---------- Supplied material

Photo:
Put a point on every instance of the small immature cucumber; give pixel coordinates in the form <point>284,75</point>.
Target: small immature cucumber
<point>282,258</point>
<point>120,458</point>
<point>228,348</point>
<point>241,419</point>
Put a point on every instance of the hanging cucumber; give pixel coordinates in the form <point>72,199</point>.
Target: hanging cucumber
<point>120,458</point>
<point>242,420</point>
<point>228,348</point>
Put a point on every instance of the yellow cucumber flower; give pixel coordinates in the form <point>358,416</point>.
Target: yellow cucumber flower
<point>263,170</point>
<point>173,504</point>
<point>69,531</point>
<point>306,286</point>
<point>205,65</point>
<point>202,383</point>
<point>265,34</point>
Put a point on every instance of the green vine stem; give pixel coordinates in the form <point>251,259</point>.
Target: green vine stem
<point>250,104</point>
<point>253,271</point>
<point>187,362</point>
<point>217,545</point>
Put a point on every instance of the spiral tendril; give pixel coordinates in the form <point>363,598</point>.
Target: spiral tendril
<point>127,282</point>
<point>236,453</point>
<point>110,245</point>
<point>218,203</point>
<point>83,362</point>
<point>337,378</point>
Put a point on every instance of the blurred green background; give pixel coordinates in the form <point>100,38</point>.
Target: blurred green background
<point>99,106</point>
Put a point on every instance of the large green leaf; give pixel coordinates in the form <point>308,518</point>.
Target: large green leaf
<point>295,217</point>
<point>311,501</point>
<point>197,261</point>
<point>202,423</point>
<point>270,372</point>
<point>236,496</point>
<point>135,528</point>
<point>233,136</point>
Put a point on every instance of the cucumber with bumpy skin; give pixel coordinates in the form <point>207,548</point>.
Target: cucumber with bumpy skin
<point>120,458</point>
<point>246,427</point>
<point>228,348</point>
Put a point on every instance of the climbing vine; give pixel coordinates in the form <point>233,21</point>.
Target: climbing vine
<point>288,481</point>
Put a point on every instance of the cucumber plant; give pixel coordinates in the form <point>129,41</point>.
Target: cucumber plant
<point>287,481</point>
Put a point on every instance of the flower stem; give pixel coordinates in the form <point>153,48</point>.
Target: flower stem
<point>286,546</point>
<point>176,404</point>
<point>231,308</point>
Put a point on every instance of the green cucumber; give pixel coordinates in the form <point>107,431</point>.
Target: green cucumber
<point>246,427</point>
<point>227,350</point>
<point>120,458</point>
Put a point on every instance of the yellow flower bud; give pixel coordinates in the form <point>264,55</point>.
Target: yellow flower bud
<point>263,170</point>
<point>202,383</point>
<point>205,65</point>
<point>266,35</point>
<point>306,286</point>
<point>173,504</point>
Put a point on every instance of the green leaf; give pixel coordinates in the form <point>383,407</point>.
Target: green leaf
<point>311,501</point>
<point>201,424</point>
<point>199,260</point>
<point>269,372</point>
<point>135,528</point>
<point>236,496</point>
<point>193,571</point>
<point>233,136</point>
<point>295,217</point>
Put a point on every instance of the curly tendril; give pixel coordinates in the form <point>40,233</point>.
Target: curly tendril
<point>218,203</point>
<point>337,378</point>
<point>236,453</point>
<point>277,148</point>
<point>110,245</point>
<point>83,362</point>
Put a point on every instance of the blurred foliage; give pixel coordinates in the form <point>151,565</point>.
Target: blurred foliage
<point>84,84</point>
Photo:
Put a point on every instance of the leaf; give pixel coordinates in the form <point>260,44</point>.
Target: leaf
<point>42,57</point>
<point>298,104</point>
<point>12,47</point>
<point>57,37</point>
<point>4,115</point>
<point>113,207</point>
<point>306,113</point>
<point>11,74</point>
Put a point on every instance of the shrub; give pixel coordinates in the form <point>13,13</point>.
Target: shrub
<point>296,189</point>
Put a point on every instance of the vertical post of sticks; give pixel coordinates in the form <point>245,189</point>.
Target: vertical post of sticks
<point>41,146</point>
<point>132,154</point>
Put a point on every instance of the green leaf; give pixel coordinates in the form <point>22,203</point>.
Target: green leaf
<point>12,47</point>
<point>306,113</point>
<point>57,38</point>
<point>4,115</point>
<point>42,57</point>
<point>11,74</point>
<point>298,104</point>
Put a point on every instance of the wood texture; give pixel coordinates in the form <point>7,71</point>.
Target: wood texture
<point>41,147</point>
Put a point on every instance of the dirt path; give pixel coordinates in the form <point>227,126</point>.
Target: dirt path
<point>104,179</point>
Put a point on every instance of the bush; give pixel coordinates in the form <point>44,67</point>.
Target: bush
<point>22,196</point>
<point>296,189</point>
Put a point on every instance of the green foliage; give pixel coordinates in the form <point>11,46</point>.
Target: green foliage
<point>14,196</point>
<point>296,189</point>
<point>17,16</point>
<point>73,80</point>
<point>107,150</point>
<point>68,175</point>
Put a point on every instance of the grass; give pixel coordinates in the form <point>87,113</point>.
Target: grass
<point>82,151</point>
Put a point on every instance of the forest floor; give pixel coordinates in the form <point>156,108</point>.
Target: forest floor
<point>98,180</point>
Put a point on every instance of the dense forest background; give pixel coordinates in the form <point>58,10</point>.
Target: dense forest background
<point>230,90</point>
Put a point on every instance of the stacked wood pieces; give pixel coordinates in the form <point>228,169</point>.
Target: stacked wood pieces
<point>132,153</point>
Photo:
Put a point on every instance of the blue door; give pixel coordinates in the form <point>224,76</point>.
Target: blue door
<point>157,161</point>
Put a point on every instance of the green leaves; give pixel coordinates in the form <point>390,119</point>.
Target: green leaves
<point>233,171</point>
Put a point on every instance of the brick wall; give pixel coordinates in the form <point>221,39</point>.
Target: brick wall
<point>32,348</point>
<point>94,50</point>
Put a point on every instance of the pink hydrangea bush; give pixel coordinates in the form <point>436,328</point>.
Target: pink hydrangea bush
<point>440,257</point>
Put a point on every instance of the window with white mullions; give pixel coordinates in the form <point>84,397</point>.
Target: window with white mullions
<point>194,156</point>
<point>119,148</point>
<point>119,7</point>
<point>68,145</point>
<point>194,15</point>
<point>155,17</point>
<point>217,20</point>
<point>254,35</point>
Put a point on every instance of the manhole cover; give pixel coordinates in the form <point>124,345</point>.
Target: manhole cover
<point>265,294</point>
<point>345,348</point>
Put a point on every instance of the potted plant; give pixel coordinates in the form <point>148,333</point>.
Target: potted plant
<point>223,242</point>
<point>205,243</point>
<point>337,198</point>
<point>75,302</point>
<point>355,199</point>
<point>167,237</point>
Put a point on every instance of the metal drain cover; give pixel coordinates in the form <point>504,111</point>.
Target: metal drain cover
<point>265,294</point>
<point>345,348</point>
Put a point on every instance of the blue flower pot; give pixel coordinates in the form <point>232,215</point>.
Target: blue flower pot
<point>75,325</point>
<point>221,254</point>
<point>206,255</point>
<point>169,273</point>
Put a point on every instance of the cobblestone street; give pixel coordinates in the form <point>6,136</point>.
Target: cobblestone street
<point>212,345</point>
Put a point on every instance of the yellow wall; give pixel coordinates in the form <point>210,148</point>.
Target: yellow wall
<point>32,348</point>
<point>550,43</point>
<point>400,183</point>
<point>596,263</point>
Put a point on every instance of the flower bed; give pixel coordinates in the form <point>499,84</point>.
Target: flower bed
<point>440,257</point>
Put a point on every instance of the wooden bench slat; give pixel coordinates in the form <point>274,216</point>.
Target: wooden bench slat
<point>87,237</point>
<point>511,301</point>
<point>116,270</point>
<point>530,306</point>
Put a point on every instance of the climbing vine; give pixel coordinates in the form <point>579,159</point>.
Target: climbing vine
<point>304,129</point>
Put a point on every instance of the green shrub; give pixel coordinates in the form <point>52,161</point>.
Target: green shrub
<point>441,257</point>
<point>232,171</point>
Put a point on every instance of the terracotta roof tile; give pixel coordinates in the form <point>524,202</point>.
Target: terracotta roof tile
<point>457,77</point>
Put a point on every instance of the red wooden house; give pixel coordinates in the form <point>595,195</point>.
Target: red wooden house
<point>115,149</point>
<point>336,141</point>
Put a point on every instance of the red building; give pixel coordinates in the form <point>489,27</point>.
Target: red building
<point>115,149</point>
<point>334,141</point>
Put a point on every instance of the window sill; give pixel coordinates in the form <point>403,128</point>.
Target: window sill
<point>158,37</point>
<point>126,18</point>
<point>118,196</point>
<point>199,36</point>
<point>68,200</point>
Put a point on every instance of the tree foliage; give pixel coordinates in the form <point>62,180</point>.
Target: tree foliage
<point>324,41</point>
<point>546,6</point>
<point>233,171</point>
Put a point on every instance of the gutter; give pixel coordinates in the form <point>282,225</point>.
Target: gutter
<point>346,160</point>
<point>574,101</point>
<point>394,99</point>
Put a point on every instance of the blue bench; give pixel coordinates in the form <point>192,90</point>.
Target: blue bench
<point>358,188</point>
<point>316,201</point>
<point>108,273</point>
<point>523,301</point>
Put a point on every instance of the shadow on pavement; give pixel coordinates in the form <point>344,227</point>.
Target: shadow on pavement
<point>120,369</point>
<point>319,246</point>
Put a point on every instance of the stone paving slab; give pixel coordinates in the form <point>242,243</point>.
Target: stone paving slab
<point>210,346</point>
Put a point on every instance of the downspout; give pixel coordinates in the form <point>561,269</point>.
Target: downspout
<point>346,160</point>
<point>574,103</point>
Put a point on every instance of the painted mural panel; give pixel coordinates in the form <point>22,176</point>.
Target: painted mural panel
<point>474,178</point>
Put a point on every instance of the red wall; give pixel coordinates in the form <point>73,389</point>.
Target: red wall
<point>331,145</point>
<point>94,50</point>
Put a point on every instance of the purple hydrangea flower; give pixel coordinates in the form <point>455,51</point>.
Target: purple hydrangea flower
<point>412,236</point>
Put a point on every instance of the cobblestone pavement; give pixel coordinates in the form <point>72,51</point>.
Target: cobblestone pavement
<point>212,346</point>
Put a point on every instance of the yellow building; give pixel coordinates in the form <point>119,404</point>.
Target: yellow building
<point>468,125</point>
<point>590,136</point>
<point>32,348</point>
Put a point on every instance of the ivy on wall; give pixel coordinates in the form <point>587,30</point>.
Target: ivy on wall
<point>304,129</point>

--------------------

### Exercise aim
Copy word for word the stretch of entries above from the line that has "Put a point on every instance of the green leaves;" through the line that has "Put a point on every instance of the window with", both ends included, and nothing outside it.

### Exercise response
Put a point on every instance of the green leaves; give pixel coordinates in the form <point>390,119</point>.
Target: green leaves
<point>233,171</point>
Put a point on every instance of the brick wall; give pixel coordinates in the form <point>221,39</point>.
Target: brick wall
<point>32,348</point>
<point>94,50</point>
Put a point on every instance of the pink hydrangea bush; give pixel coordinates in the form <point>436,328</point>.
Target: pink hydrangea bush
<point>440,257</point>
Put a point on every instance of the window with white mullions; give pixel coordinates in the form <point>84,397</point>.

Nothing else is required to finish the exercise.